_Task brief_: Could you copy out every line of the data where the word "Express" occurs?

*** Data for this exercise

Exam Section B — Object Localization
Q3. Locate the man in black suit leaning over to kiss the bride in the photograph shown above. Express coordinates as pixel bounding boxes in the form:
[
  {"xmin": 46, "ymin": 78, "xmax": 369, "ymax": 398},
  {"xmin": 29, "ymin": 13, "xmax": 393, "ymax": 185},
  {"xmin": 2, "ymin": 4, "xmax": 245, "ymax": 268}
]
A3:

******
*** Data for this exercise

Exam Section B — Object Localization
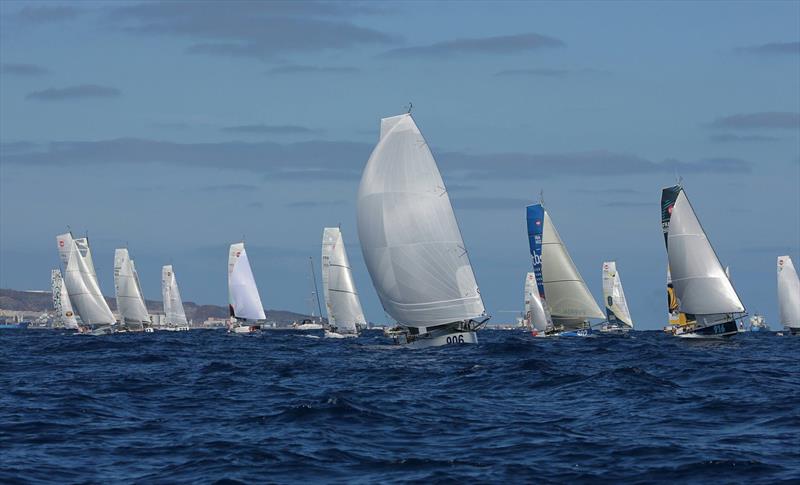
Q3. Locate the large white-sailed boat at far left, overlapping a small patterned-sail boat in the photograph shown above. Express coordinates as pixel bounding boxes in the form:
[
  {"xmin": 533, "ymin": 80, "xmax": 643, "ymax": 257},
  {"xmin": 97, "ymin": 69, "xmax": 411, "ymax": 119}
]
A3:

******

_Response to the exercise_:
Q3. Locate the man in black suit leaning over to kiss the bride in the photograph shown above. Express coordinates as pixel bounding boxes in the form:
Q3. Locate the large white-sailed boat at far left, overlapping a small patterned-sail boat in the photograph shown above. Express coordinates as pixel bounding boxes in the form:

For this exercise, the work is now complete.